**Passage**
>> start

Currently it's not possible to enable hibernation without also enabling
generic swap for a given swap area. These two use cases are not the
same. For example there may be users who want to enable hibernation,
but whose drives don't have the write endurance for generic swap
activities. Swap and hibernate also have different security/integrity
requirements, prompting folks to possibly set up something like block-level
integrity for swap and image-level integrity for hibernate. Keeping swap
and hibernate separate in these cases becomes not just a matter of
preference, but correctness.
Add a new SWAP_FLAG_NOSWAP that adds a swap region but refuses to allow
generic swapping to it. This region can still be wired up for use in
suspend-to-disk activities, but will never have regular pages swapped to
it. This flag will be passed in by utilities like swapon(8), usage would
probably look something like: swapon -o noswap /dev/sda2.
Swap regions with SWAP_FLAG_NOSWAP set will not appear in /proc/meminfo
under SwapTotal and SwapFree, since they are not usable as general swap.
Signed-off-by: Evan Green <[email protected]>
---
Changes in v3:
- Updated commit message with additional explanation [Andrew]
Changes in v2:
- NOSWAP regions should not contribute to Swap stats in /proc/meminfo.
[David]
- Adjusted comment of SWAP_FLAG_NOSWAP [Pavel]
- Note: Opted not to take Pavel's tag since enough has changed in this
revision to warrant another look.
- Call swap_entry_free() in swap_free to avoid NOSWAP leaks back into
the general pool via swap_slots_cache [me].
include/linux/swap.h | 4 +++-
mm/swapfile.c | 52 +++++++++++++++++++++++++++++++-------------
2 files changed, 40 insertions(+), 16 deletions(-)

>> end

Point labeling examples:
>> start

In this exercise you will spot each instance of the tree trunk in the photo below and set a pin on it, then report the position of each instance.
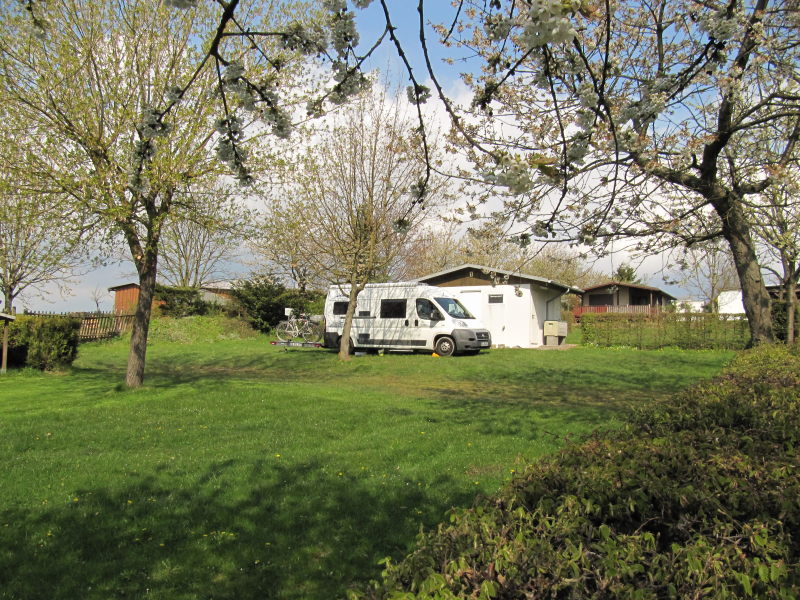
(344, 343)
(141, 320)
(755, 297)
(791, 307)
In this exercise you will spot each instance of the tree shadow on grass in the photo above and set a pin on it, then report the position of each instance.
(196, 364)
(294, 533)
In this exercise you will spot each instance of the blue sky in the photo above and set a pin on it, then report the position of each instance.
(371, 23)
(405, 18)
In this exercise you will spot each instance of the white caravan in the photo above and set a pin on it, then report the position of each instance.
(405, 316)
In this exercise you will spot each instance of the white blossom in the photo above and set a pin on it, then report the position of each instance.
(545, 22)
(512, 172)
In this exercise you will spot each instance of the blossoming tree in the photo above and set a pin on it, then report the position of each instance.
(641, 119)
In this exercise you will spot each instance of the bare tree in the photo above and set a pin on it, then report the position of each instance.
(777, 226)
(707, 269)
(199, 247)
(92, 85)
(354, 197)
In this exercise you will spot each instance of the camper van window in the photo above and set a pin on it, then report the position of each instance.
(426, 310)
(454, 308)
(393, 309)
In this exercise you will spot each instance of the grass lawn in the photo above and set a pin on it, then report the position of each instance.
(245, 471)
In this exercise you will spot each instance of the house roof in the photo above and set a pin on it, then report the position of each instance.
(217, 286)
(123, 286)
(629, 285)
(484, 269)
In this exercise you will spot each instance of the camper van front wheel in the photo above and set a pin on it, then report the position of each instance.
(445, 346)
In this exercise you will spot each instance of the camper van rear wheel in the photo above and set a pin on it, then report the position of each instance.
(445, 346)
(284, 331)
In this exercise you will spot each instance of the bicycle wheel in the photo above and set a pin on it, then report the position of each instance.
(284, 331)
(311, 332)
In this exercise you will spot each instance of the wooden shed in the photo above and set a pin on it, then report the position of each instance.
(623, 297)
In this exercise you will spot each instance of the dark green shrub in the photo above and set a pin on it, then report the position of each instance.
(45, 343)
(263, 302)
(181, 301)
(694, 331)
(696, 497)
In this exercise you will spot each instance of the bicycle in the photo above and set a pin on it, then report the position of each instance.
(298, 327)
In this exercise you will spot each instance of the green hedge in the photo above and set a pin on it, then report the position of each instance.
(45, 343)
(698, 497)
(682, 330)
(263, 302)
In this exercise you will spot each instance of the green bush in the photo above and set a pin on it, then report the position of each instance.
(45, 343)
(181, 301)
(263, 302)
(694, 331)
(696, 497)
(197, 328)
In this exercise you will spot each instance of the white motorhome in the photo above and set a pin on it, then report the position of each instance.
(405, 316)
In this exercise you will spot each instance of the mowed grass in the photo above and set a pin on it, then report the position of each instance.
(245, 471)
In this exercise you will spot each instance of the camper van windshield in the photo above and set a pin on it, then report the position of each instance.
(454, 308)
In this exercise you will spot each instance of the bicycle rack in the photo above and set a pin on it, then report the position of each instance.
(297, 344)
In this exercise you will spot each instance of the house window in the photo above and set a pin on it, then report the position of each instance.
(601, 300)
(393, 309)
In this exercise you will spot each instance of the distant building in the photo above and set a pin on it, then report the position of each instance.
(127, 295)
(730, 301)
(623, 297)
(514, 307)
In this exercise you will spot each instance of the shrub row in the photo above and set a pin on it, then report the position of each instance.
(698, 497)
(45, 343)
(683, 330)
(263, 302)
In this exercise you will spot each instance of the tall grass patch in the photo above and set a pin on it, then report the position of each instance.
(697, 497)
(242, 471)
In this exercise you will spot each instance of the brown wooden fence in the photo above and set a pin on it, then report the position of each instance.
(95, 326)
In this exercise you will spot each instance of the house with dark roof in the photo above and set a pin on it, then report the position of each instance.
(520, 310)
(126, 296)
(623, 297)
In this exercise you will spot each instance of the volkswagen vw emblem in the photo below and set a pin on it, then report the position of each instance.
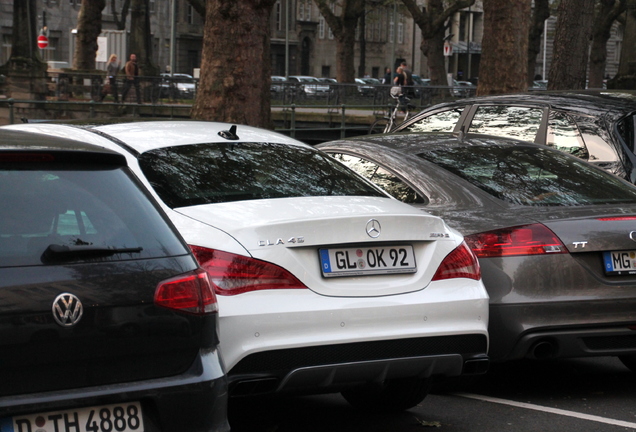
(373, 228)
(67, 310)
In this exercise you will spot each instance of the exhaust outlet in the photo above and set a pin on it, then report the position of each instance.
(544, 349)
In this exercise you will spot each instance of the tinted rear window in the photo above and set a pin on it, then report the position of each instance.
(532, 176)
(58, 204)
(222, 172)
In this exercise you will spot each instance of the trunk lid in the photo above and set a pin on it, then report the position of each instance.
(292, 232)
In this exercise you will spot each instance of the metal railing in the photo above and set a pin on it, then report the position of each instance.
(339, 108)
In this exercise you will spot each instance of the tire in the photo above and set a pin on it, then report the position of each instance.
(629, 361)
(378, 126)
(392, 396)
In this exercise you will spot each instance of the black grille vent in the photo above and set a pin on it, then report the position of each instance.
(610, 342)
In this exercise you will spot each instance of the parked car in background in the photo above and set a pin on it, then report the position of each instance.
(107, 322)
(178, 86)
(554, 235)
(596, 126)
(309, 86)
(364, 87)
(464, 89)
(324, 282)
(539, 85)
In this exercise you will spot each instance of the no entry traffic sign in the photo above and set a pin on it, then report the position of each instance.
(43, 41)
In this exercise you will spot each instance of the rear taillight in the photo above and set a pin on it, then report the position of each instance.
(460, 263)
(233, 274)
(533, 239)
(189, 292)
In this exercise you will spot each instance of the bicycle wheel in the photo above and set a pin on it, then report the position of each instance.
(378, 126)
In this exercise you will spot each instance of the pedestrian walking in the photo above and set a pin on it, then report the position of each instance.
(132, 78)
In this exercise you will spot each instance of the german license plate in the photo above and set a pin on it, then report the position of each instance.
(125, 417)
(367, 261)
(620, 262)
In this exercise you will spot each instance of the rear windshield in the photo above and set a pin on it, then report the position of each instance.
(85, 211)
(222, 172)
(532, 176)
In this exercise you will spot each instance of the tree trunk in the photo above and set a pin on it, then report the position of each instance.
(626, 76)
(432, 23)
(571, 43)
(345, 68)
(607, 13)
(141, 37)
(120, 18)
(504, 47)
(363, 45)
(540, 13)
(343, 27)
(235, 64)
(89, 26)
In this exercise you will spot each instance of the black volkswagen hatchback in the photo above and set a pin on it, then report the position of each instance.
(106, 321)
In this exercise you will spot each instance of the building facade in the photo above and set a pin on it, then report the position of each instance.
(301, 41)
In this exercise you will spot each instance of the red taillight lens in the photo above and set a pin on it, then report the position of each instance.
(232, 274)
(190, 292)
(460, 263)
(533, 239)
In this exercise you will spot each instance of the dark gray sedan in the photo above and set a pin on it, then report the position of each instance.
(555, 236)
(596, 126)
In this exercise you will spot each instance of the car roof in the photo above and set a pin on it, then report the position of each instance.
(413, 142)
(138, 137)
(144, 136)
(16, 140)
(612, 104)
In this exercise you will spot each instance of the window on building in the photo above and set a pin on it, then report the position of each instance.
(321, 27)
(277, 14)
(333, 9)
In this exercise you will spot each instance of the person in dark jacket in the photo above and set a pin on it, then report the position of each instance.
(112, 68)
(132, 78)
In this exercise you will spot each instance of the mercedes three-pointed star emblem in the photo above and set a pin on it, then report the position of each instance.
(373, 228)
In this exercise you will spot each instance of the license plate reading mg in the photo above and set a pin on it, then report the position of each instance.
(619, 262)
(362, 261)
(124, 417)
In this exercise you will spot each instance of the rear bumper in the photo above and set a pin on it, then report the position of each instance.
(562, 329)
(333, 368)
(586, 342)
(193, 401)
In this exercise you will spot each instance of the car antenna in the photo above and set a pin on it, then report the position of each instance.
(461, 135)
(229, 134)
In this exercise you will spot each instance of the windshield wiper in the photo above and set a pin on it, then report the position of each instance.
(57, 252)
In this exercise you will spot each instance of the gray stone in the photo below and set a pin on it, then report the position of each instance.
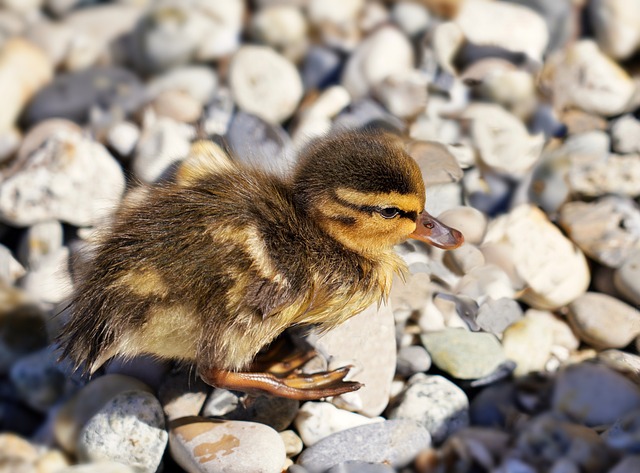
(603, 321)
(435, 403)
(201, 445)
(464, 354)
(394, 442)
(128, 429)
(594, 394)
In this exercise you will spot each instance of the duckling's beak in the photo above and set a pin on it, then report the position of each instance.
(431, 230)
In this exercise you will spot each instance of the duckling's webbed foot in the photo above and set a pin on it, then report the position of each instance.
(302, 387)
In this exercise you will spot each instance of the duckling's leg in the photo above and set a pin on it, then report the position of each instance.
(301, 387)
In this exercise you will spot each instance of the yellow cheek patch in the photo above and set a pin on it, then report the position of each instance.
(406, 202)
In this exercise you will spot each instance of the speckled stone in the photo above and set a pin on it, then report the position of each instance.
(201, 445)
(394, 442)
(464, 354)
(435, 403)
(129, 429)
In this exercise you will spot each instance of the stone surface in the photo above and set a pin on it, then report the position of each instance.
(558, 274)
(394, 442)
(435, 403)
(70, 178)
(594, 394)
(201, 445)
(129, 429)
(603, 321)
(366, 341)
(265, 83)
(317, 420)
(464, 354)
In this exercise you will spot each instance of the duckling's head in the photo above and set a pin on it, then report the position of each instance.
(366, 192)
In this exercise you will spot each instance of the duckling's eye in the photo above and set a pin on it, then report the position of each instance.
(389, 212)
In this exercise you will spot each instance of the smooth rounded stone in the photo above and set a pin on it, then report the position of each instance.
(201, 445)
(435, 403)
(72, 95)
(558, 274)
(366, 341)
(394, 442)
(503, 141)
(547, 440)
(603, 321)
(529, 342)
(182, 394)
(283, 27)
(176, 32)
(70, 178)
(627, 465)
(76, 411)
(411, 360)
(259, 143)
(412, 17)
(484, 282)
(384, 53)
(594, 394)
(292, 442)
(404, 94)
(582, 76)
(608, 229)
(507, 26)
(495, 315)
(24, 70)
(625, 134)
(39, 379)
(163, 142)
(276, 412)
(320, 67)
(617, 26)
(264, 83)
(618, 174)
(317, 420)
(464, 354)
(129, 429)
(627, 278)
(471, 222)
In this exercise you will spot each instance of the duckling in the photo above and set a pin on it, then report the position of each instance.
(213, 266)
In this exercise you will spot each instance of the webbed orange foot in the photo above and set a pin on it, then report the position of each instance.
(302, 387)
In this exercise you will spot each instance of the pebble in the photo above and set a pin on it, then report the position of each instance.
(265, 83)
(284, 28)
(603, 321)
(464, 354)
(24, 70)
(529, 342)
(393, 442)
(317, 420)
(72, 95)
(277, 413)
(435, 403)
(503, 141)
(366, 341)
(129, 429)
(412, 359)
(607, 229)
(504, 25)
(594, 394)
(384, 53)
(559, 273)
(70, 178)
(582, 76)
(76, 411)
(616, 24)
(201, 445)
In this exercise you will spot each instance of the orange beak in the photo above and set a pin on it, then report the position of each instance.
(430, 230)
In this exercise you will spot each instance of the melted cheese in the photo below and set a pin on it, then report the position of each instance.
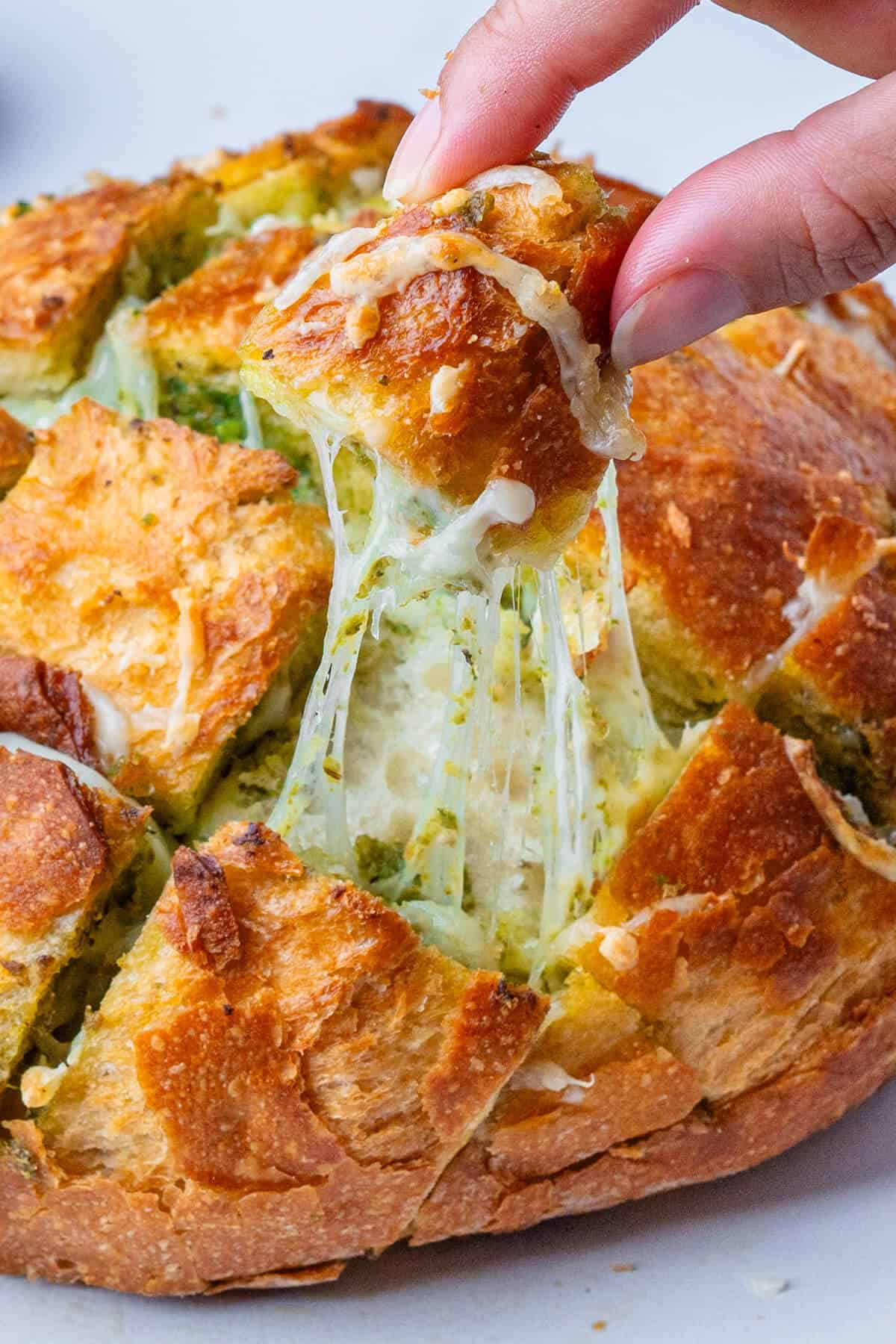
(398, 261)
(112, 729)
(319, 262)
(541, 186)
(183, 726)
(529, 827)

>> end

**Exercises**
1 > According to the patch description, why are swap regions with SWAP_FLAG_NOSWAP set left out of SwapTotal and SwapFree in /proc/meminfo? Answer in one to three sentences.
2 > Write out the patch description word for word, starting with "Signed-off-by: Evan Green" and going on through "stats in /proc/meminfo.".
The records are separate from the patch description.

**Solution set**
1 > They are left out because they cannot be used as general swap. Such a region can still serve suspend-to-disk, but regular pages are never swapped to it.

2 >
Signed-off-by: Evan Green <[email protected]>
---
Changes in v3:
- Updated commit message with additional explanation [Andrew]
Changes in v2:
- NOSWAP regions should not contribute to Swap stats in /proc/meminfo.